>> BEGIN Stored records
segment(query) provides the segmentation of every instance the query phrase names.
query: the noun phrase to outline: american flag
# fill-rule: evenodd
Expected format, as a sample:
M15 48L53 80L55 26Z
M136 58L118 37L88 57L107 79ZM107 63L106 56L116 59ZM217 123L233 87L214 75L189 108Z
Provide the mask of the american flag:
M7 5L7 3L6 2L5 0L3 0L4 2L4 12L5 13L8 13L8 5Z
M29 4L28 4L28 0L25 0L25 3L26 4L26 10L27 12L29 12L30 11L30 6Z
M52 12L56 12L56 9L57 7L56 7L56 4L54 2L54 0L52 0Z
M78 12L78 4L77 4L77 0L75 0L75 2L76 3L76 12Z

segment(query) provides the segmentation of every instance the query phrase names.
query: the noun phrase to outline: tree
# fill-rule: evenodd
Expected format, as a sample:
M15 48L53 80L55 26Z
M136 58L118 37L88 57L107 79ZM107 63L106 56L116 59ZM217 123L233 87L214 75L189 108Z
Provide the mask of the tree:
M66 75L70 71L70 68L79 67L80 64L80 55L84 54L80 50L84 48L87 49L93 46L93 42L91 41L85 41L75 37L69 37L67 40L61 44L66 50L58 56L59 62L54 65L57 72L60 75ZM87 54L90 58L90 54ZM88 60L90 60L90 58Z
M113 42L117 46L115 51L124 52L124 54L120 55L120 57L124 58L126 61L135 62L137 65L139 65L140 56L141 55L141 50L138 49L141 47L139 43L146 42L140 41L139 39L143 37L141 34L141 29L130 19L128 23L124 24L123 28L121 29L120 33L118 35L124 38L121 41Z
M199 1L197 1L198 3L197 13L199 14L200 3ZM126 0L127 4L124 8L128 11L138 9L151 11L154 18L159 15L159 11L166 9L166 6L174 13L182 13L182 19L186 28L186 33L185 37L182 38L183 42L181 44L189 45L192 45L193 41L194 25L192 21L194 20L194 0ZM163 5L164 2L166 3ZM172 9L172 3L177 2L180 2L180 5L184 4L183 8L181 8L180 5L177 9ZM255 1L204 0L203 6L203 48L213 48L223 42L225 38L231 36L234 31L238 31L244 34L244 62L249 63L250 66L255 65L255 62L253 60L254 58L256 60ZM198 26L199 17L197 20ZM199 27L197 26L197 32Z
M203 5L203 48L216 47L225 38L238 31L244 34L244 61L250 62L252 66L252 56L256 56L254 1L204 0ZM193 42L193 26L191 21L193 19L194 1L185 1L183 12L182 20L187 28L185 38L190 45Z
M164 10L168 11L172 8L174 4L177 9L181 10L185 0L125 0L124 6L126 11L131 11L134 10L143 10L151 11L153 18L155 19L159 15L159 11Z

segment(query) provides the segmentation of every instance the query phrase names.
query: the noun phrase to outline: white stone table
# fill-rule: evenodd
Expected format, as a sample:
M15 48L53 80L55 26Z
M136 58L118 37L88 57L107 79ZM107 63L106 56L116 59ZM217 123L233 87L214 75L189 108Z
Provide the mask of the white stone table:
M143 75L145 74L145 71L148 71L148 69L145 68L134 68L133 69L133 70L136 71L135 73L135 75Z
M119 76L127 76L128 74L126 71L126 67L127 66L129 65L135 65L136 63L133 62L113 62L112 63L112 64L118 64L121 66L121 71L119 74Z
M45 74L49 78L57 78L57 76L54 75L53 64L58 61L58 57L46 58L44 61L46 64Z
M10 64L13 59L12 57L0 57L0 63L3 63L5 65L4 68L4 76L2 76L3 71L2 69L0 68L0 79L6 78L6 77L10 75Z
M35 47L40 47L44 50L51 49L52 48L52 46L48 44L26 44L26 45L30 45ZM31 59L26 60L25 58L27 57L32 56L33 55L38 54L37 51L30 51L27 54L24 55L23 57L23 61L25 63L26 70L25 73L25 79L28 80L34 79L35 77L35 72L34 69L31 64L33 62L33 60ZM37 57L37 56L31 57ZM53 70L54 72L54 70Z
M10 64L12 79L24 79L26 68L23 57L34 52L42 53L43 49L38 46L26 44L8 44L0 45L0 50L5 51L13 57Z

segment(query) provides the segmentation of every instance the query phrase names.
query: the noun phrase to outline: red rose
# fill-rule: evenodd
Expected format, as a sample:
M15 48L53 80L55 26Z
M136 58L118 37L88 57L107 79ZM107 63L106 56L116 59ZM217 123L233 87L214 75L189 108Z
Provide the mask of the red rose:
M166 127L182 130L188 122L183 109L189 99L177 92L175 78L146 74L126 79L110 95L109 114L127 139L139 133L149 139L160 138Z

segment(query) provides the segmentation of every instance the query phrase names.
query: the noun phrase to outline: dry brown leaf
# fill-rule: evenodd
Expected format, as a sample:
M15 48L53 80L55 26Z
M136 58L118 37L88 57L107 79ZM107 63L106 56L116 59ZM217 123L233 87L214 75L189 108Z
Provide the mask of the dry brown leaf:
>> END Stored records
» Short problem
Copy every one of the entries above line by line, with no change to wording, spacing or punctuation.

» Final answer
segment(query) provides the segmentation of every instance the query phrase names.
query: the noun phrase to outline: american flag
# fill-rule: evenodd
Expected format, as a sample:
M15 48L53 80L55 26Z
M136 58L118 37L88 57L107 79ZM107 63L106 56L116 59ZM217 123L233 87L214 75L189 108Z
Provide the mask of the american flag:
M7 5L7 3L6 2L5 0L3 0L4 2L4 12L5 13L8 13L8 5Z
M29 4L28 4L28 0L25 0L25 3L26 4L26 10L27 12L29 12L30 11L30 6Z
M52 12L56 12L56 9L57 7L56 7L56 4L54 2L54 0L52 0Z
M78 12L78 4L77 4L77 0L75 0L75 2L76 3L76 12Z

segment(query) provides the segmentation of every instance the query phrase names.
query: the noun phrase to outline: tree
# fill-rule: evenodd
Expected format, as a sample:
M15 48L53 80L55 26Z
M136 58L118 37L88 57L107 79ZM107 63L106 56L116 59ZM217 123L233 87L214 75L189 108Z
Provide the mask of the tree:
M66 75L70 71L70 68L79 67L80 64L80 55L84 54L80 50L84 48L87 49L93 46L93 42L91 41L85 41L75 37L69 37L67 40L61 44L66 50L58 56L59 62L54 65L57 72L60 75ZM87 54L90 58L90 54ZM88 60L90 60L90 58Z
M113 42L117 46L115 51L124 52L124 54L120 55L120 57L124 58L126 61L135 62L137 65L139 65L140 56L141 55L141 50L138 49L141 47L139 43L146 42L140 41L139 39L143 37L141 34L141 29L130 19L128 23L124 24L123 28L121 29L120 33L118 35L124 38L121 41Z
M199 1L197 1L198 3L197 13L199 14L200 3ZM126 0L127 4L124 8L128 11L138 9L151 11L154 18L159 15L159 11L166 9L166 6L174 13L182 13L182 19L186 28L186 33L185 37L182 38L183 42L181 44L189 45L192 45L193 41L194 25L192 21L194 20L194 0ZM163 5L164 2L166 3ZM172 9L172 3L177 2L180 2L180 5L184 4L183 8L181 8L180 5L177 9ZM255 1L204 0L203 6L203 48L213 48L223 42L225 38L231 36L234 31L238 31L244 34L244 62L249 63L250 66L255 65L255 62L253 60L254 58L256 60ZM198 26L199 17L197 20ZM199 27L197 26L197 32Z
M203 5L203 48L216 47L225 38L238 31L244 34L244 61L250 62L252 66L252 56L256 56L254 1L204 0ZM193 42L193 26L191 21L193 19L194 1L185 1L183 12L182 20L187 28L185 38L190 45Z
M164 10L168 11L172 8L174 4L177 9L181 10L185 0L125 0L124 6L126 11L131 11L134 10L143 10L151 11L153 18L155 19L159 15L159 11Z

segment(query) provides the segmentation of every instance the query phrase names.
query: the noun phrase to outline: white stone table
# fill-rule: evenodd
Expected format, as a sample:
M15 48L53 80L55 26Z
M136 58L118 37L88 57L107 79ZM107 63L106 56L116 59ZM217 123L233 87L214 75L189 108Z
Provide the mask of the white stone table:
M143 75L145 74L145 71L148 71L148 69L145 68L134 68L133 69L133 70L136 71L135 73L135 75Z
M119 76L127 76L128 74L126 71L126 67L127 66L129 65L135 65L136 63L133 62L113 62L112 63L112 64L118 64L121 66L121 71L119 74Z
M45 74L49 78L57 78L57 76L54 75L53 64L58 61L58 57L46 58L44 61L46 64Z
M10 64L13 59L12 57L0 57L0 63L3 63L5 65L4 68L4 76L2 76L3 71L2 69L0 68L0 79L6 78L6 77L10 75Z
M35 47L40 47L44 50L51 49L52 48L52 46L48 44L26 44L26 45L30 45ZM31 59L26 60L25 58L27 57L32 56L33 55L38 54L37 51L30 51L27 54L24 55L23 57L23 61L25 63L26 70L25 73L25 79L28 80L34 79L35 77L35 72L34 69L31 64L33 62L33 60ZM37 57L37 56L31 57ZM53 70L54 72L54 70Z
M10 64L12 79L24 79L26 68L23 57L34 52L42 53L43 49L38 46L26 44L8 44L0 45L0 50L5 51L13 57Z

segment(query) provides the segmentation of every instance the query phrase names.
query: the noun phrase to outline: red rose
# fill-rule: evenodd
Expected format, as a sample:
M15 48L53 80L55 26Z
M136 58L118 37L88 57L107 79ZM107 63L106 56L116 59ZM217 123L233 87L214 75L189 108Z
Provide the mask of the red rose:
M166 127L182 130L188 122L183 109L189 99L177 92L175 78L146 74L126 79L110 95L109 114L127 139L139 133L149 139L160 138Z

segment(query) provides the segmentation of every instance the query phrase names.
query: the noun phrase to outline: dry brown leaf
# fill-rule: evenodd
Expected format, as a sample:
M15 48L53 80L55 26Z
M136 58L118 37L88 57L107 79ZM107 63L106 56L116 59ZM217 123L233 87L214 75L189 108Z
Provide the mask of the dry brown leaf:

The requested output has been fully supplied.